YOUR OBJECTIVE: In your reply, print every line of the listing exactly and omit all images.

INFORMATION GIVEN:
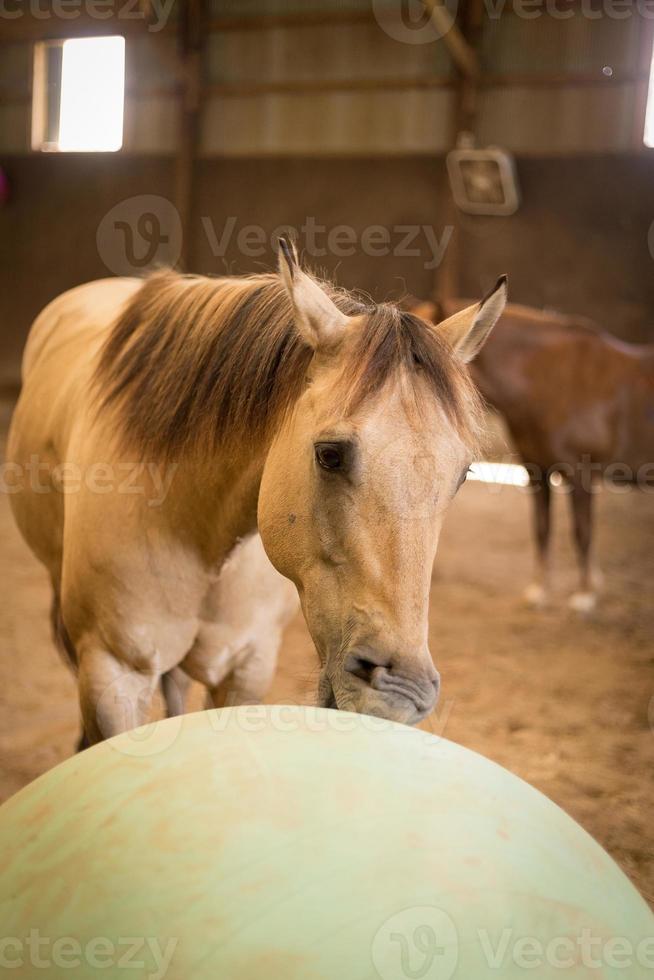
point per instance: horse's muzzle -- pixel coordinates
(402, 689)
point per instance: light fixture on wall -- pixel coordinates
(79, 94)
(483, 181)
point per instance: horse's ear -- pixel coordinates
(317, 317)
(425, 309)
(467, 331)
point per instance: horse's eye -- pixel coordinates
(329, 456)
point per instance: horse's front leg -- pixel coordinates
(114, 695)
(175, 685)
(584, 599)
(252, 677)
(537, 592)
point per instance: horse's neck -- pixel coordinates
(212, 502)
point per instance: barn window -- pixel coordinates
(79, 90)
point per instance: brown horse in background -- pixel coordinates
(577, 402)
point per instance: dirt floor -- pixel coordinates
(566, 703)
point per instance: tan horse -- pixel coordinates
(577, 402)
(346, 427)
(249, 609)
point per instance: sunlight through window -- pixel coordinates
(92, 92)
(79, 89)
(648, 136)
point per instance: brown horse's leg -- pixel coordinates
(537, 593)
(581, 499)
(114, 697)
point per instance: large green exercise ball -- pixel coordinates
(286, 843)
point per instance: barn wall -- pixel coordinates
(579, 243)
(293, 89)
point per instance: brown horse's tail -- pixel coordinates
(60, 635)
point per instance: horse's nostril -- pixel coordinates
(362, 667)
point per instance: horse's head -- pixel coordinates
(357, 482)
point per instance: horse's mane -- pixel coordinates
(195, 363)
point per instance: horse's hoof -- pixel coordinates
(536, 595)
(583, 602)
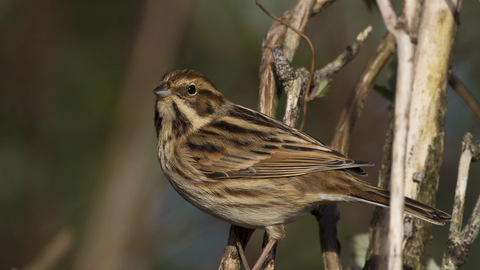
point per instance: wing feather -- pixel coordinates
(247, 144)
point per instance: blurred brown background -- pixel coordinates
(80, 186)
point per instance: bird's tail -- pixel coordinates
(373, 195)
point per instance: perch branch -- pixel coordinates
(466, 95)
(426, 120)
(322, 78)
(231, 259)
(362, 88)
(459, 241)
(280, 35)
(399, 29)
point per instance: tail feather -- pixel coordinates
(381, 197)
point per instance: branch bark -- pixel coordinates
(425, 137)
(280, 35)
(459, 241)
(465, 94)
(399, 28)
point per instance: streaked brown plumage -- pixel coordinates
(248, 169)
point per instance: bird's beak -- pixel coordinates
(162, 91)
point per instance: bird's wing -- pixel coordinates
(247, 144)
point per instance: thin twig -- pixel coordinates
(322, 78)
(238, 237)
(354, 106)
(312, 64)
(459, 242)
(466, 95)
(402, 103)
(280, 35)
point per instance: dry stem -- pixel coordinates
(466, 95)
(459, 241)
(399, 28)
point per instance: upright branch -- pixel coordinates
(436, 35)
(399, 28)
(281, 35)
(459, 241)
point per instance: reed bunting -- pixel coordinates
(251, 170)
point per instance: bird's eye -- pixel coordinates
(192, 90)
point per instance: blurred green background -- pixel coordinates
(80, 185)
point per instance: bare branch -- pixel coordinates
(354, 106)
(279, 35)
(465, 94)
(402, 103)
(231, 259)
(426, 119)
(459, 242)
(294, 83)
(323, 77)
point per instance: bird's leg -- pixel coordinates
(264, 254)
(240, 250)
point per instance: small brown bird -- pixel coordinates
(251, 170)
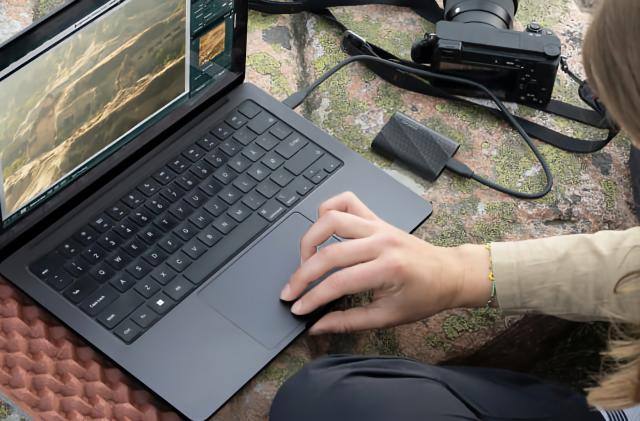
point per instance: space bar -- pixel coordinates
(224, 250)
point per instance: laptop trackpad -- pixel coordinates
(248, 292)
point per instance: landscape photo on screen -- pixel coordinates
(212, 44)
(70, 103)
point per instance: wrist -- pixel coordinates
(474, 286)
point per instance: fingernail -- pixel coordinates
(296, 308)
(286, 293)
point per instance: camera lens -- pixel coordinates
(496, 13)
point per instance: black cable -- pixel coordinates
(297, 98)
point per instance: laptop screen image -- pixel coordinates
(78, 101)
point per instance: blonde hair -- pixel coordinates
(612, 61)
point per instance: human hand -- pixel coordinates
(410, 278)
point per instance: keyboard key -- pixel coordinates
(101, 224)
(119, 309)
(194, 153)
(149, 187)
(239, 212)
(273, 160)
(216, 158)
(258, 171)
(253, 152)
(253, 200)
(236, 120)
(69, 248)
(178, 288)
(181, 210)
(222, 131)
(262, 122)
(230, 195)
(209, 236)
(194, 248)
(249, 109)
(139, 269)
(225, 175)
(99, 300)
(272, 210)
(240, 163)
(207, 142)
(224, 224)
(170, 244)
(164, 176)
(201, 218)
(202, 170)
(163, 274)
(303, 159)
(280, 130)
(135, 247)
(179, 261)
(161, 304)
(267, 141)
(179, 165)
(226, 248)
(86, 236)
(155, 256)
(215, 206)
(268, 188)
(282, 177)
(122, 282)
(46, 265)
(230, 147)
(76, 267)
(147, 288)
(173, 193)
(128, 331)
(117, 212)
(93, 254)
(292, 144)
(81, 289)
(144, 317)
(157, 205)
(244, 183)
(141, 217)
(244, 136)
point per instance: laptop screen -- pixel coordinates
(94, 87)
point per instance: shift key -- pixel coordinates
(230, 244)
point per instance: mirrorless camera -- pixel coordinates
(476, 41)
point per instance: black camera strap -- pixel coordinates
(596, 116)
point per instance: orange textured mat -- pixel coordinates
(53, 375)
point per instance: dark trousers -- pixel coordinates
(378, 388)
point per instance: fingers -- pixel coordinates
(333, 223)
(351, 320)
(352, 280)
(338, 255)
(349, 203)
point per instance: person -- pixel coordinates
(578, 277)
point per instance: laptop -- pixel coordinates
(153, 202)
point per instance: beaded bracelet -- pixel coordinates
(491, 302)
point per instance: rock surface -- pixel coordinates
(591, 192)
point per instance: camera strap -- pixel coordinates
(596, 116)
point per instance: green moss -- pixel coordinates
(281, 369)
(266, 65)
(456, 325)
(610, 192)
(436, 341)
(261, 21)
(499, 219)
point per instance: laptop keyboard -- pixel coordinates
(131, 264)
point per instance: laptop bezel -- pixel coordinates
(23, 230)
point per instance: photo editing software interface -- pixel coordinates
(71, 105)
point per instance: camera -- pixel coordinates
(476, 41)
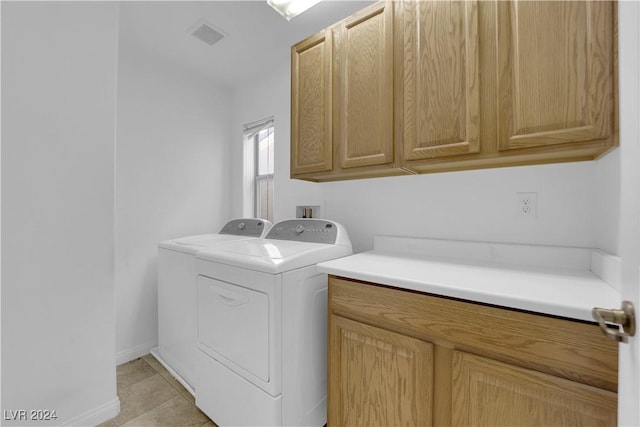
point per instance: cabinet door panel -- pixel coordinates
(378, 377)
(311, 128)
(440, 81)
(491, 393)
(364, 111)
(555, 65)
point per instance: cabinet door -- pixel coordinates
(363, 110)
(439, 78)
(555, 72)
(491, 393)
(377, 377)
(311, 136)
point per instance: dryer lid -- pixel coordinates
(273, 256)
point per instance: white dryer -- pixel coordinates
(177, 293)
(262, 326)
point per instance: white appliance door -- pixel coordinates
(233, 325)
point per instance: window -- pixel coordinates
(258, 169)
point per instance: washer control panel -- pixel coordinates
(250, 227)
(305, 230)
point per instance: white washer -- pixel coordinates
(262, 326)
(177, 293)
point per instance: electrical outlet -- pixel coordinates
(527, 205)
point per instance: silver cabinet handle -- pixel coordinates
(624, 318)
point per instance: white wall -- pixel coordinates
(269, 97)
(473, 205)
(58, 129)
(171, 179)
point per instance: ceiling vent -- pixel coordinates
(205, 32)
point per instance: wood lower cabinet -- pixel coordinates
(399, 357)
(390, 383)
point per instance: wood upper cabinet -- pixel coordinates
(311, 108)
(438, 78)
(555, 65)
(412, 86)
(399, 357)
(363, 105)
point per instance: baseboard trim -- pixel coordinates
(134, 353)
(97, 416)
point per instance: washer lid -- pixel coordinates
(273, 256)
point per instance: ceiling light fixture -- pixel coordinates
(291, 8)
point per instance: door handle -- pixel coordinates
(617, 323)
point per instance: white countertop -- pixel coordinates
(548, 288)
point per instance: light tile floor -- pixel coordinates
(150, 396)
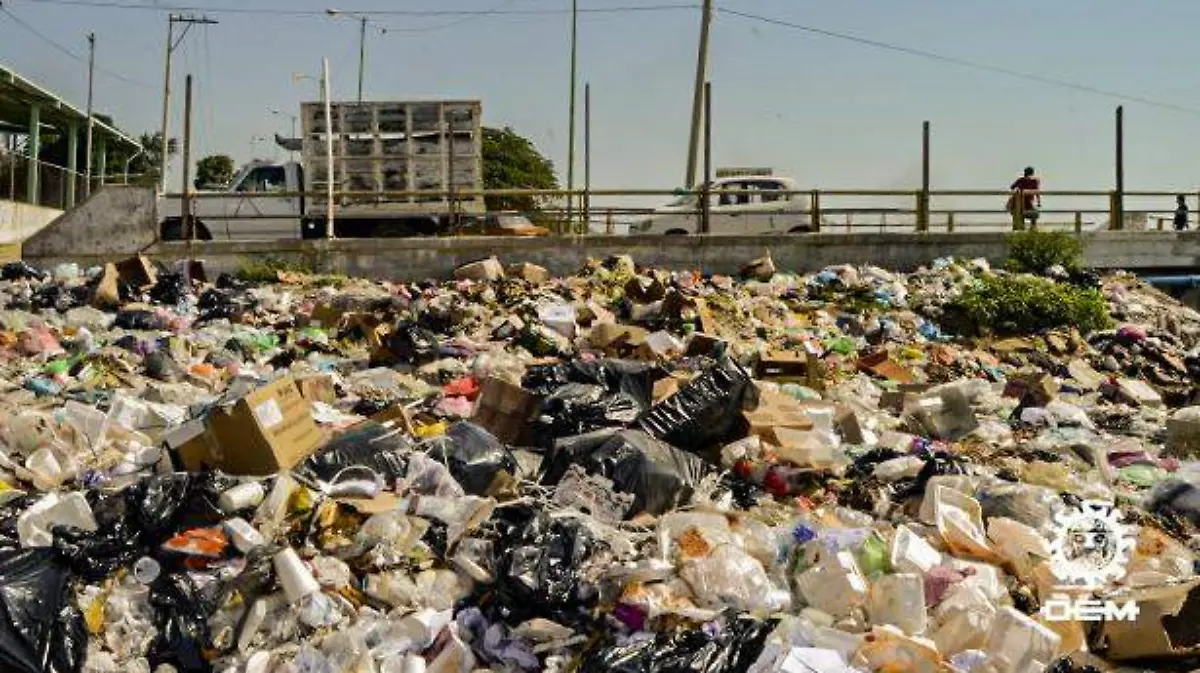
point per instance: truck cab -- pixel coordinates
(233, 214)
(744, 204)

RESPONSE FOR THIS EXERCISE:
point per instance: horse's muzzle -- pixel coordinates
(402, 689)
point per instance: light fixture on wall -- pixel coordinates
(79, 94)
(483, 181)
point per instance: horse's ear -- pixel coordinates
(317, 317)
(425, 309)
(467, 331)
point per instance: horse's eye -- pixel coordinates
(329, 456)
point per instance: horse's front leg -- pixel coordinates
(114, 695)
(175, 685)
(584, 599)
(252, 677)
(537, 592)
point per instance: horse's neck -- pixel coordinates
(212, 502)
point per instance: barn window -- pixel coordinates
(79, 90)
point per instance: brown horse in background -- pixel coordinates
(577, 402)
point per instance: dirt floor -- pixel coordinates
(566, 703)
point per instance: tan horse -- pixel coordinates
(577, 402)
(346, 427)
(249, 609)
point per instance: sunlight through window -- pixel coordinates
(92, 92)
(79, 89)
(648, 136)
point per instance: brown horse's leg -- pixel coordinates
(537, 593)
(581, 499)
(114, 697)
point per instance: large green exercise ball -- pixel coordinates
(286, 843)
point per instance: barn wall -- pixel coordinates
(579, 243)
(293, 89)
point per instance: brown horse's tail -- pixel coordinates
(60, 635)
point per instance: horse's nostril -- pixel coordinates
(362, 667)
point per instance: horse's head -- pixel coordinates
(357, 482)
point per instance: horse's mane -- pixel coordinates
(195, 363)
point per instance: horse's hoof -- pixel coordinates
(536, 595)
(583, 602)
point per instance: wing feather -- pixel coordinates
(247, 144)
point per instance: blurred brown background -- pixel coordinates
(80, 186)
point per instance: bird's tail -- pixel coordinates
(373, 195)
point per instance: perch branch -- pixel coordinates
(466, 95)
(426, 120)
(322, 78)
(231, 259)
(362, 88)
(459, 241)
(280, 35)
(399, 29)
point per instance: tail feather -- pixel coordinates
(381, 197)
point per instance: branch bark -- pixel coordinates
(425, 137)
(280, 35)
(459, 241)
(465, 94)
(399, 28)
point per instance: streaked brown plumage -- pixel coordinates
(248, 169)
point per instance: bird's beak -- pixel coordinates
(162, 91)
point per instance: bird's wing -- pixel coordinates
(247, 144)
point per instance: thin twig -- pixel coordinates
(322, 78)
(238, 237)
(354, 106)
(312, 64)
(459, 242)
(466, 95)
(402, 103)
(280, 35)
point per instance: dry stem -- pixel coordinates
(466, 95)
(459, 241)
(399, 28)
point per instance: upright branch -- pixel coordinates
(436, 35)
(399, 28)
(281, 35)
(459, 241)
point per instance: reed bunting -- pixel coordinates
(251, 170)
point per instance: bird's eye -- pixel coordinates
(192, 90)
point per instance: blurred green background -- pixel coordinates
(80, 185)
point per instance: bare branch -- pixel coordinates
(354, 106)
(279, 35)
(465, 94)
(402, 103)
(231, 259)
(426, 119)
(459, 242)
(294, 83)
(323, 77)
point per instance: bird's leg -- pixel coordinates
(264, 254)
(240, 250)
point per instance: small brown bird -- pixel coordinates
(251, 170)
point per instance: space bar -- pixel coordinates
(224, 250)
point per instance: laptop trackpad -- pixel coordinates
(248, 292)
point per instance: landscape photo on screen -- pixel coordinates
(212, 44)
(70, 103)
point per instance: wrist -- pixel coordinates
(474, 286)
point per instance: fingernail -- pixel coordinates
(296, 308)
(286, 293)
point per instance: camera lens -- pixel coordinates
(496, 13)
point per instance: black cable -- pixel coordinates
(297, 98)
point per instance: laptop screen image -- pixel coordinates
(78, 101)
point per instance: blonde hair -- pixel coordinates
(612, 61)
point per instance: human hand -- pixel coordinates
(410, 278)
point per instance: keyboard key -- pixel coordinates
(101, 224)
(119, 309)
(194, 153)
(149, 187)
(239, 212)
(273, 160)
(216, 158)
(258, 171)
(253, 152)
(253, 200)
(236, 120)
(69, 248)
(178, 288)
(181, 210)
(222, 131)
(262, 122)
(230, 195)
(209, 236)
(194, 248)
(249, 109)
(139, 269)
(225, 175)
(99, 300)
(272, 210)
(240, 163)
(207, 142)
(224, 224)
(170, 244)
(164, 176)
(201, 218)
(202, 170)
(163, 274)
(303, 159)
(280, 130)
(135, 247)
(179, 261)
(161, 304)
(267, 141)
(179, 165)
(226, 248)
(86, 236)
(155, 256)
(215, 206)
(268, 188)
(282, 177)
(122, 282)
(46, 265)
(230, 147)
(76, 267)
(147, 288)
(173, 193)
(128, 331)
(117, 212)
(93, 254)
(292, 144)
(81, 289)
(144, 317)
(157, 205)
(244, 183)
(141, 217)
(244, 136)
point per instance: laptop screen -- pixel coordinates
(94, 87)
point per instance: shift key -- pixel coordinates
(230, 244)
point per instance: mirrorless camera -- pixel coordinates
(476, 41)
point per instance: black camera strap -- pixel coordinates
(596, 116)
point per instance: orange textured mat -- pixel coordinates
(53, 375)
point per instance: dark trousers -- pixel coordinates
(378, 388)
point per instance: fingers -- pixel coordinates
(333, 223)
(351, 320)
(352, 280)
(338, 255)
(349, 203)
point per instance: person -- pixel coordinates
(578, 277)
point per instance: laptop -- pixel coordinates
(153, 202)
point per instance: beaded bracelet -- pixel coordinates
(491, 302)
point per instance: rock surface -- pixel coordinates
(591, 192)
point per instance: camera strap -- pixel coordinates
(596, 116)
point per instance: green moss -- pixel coordinates
(281, 369)
(266, 65)
(456, 325)
(610, 192)
(436, 341)
(261, 21)
(499, 219)
point per instance: laptop keyboard -- pixel coordinates
(131, 264)
point per instance: laptop bezel -- pixel coordinates
(23, 230)
point per instance: photo editing software interface -- pixel coordinates
(71, 105)
point per instance: camera -- pixel coordinates
(476, 41)
point per instance: cabinet door panel -- pixel coordinates
(378, 377)
(311, 128)
(440, 81)
(491, 393)
(364, 111)
(555, 65)
point per instance: cabinet door -- pixel coordinates
(363, 110)
(439, 78)
(555, 72)
(491, 393)
(377, 377)
(311, 136)
point per instance: dryer lid -- pixel coordinates
(273, 256)
point per instance: white dryer -- pixel coordinates
(177, 293)
(262, 326)
point per instance: white appliance door -- pixel coordinates
(233, 325)
point per instance: window -- pixel coordinates
(258, 169)
point per instance: washer control panel -- pixel coordinates
(250, 227)
(305, 230)
point per instance: white washer -- pixel coordinates
(262, 326)
(177, 293)
point per instance: electrical outlet -- pixel coordinates
(527, 205)
point per instance: silver cabinet handle -- pixel coordinates
(624, 318)
point per instance: white wall -- pixel coordinates
(269, 97)
(473, 205)
(58, 129)
(171, 179)
point per instance: ceiling vent -- pixel coordinates
(205, 32)
point per instance: wood lower cabinet -- pixel coordinates
(399, 357)
(390, 383)
point per instance: wood upper cabinet -- pixel coordinates
(311, 108)
(438, 78)
(555, 65)
(412, 86)
(399, 357)
(363, 105)
point per instance: baseboard trim -- pixel coordinates
(134, 353)
(97, 416)
point per instance: washer lid -- pixel coordinates
(273, 256)
point per instance: ceiling light fixture -- pixel coordinates
(291, 8)
point per instance: door handle -- pixel coordinates
(617, 323)
point per instance: white countertop -- pixel coordinates
(548, 288)
point per instance: light tile floor -- pixel coordinates
(150, 396)
point per instance: truck cab -- pixel coordinates
(233, 214)
(744, 204)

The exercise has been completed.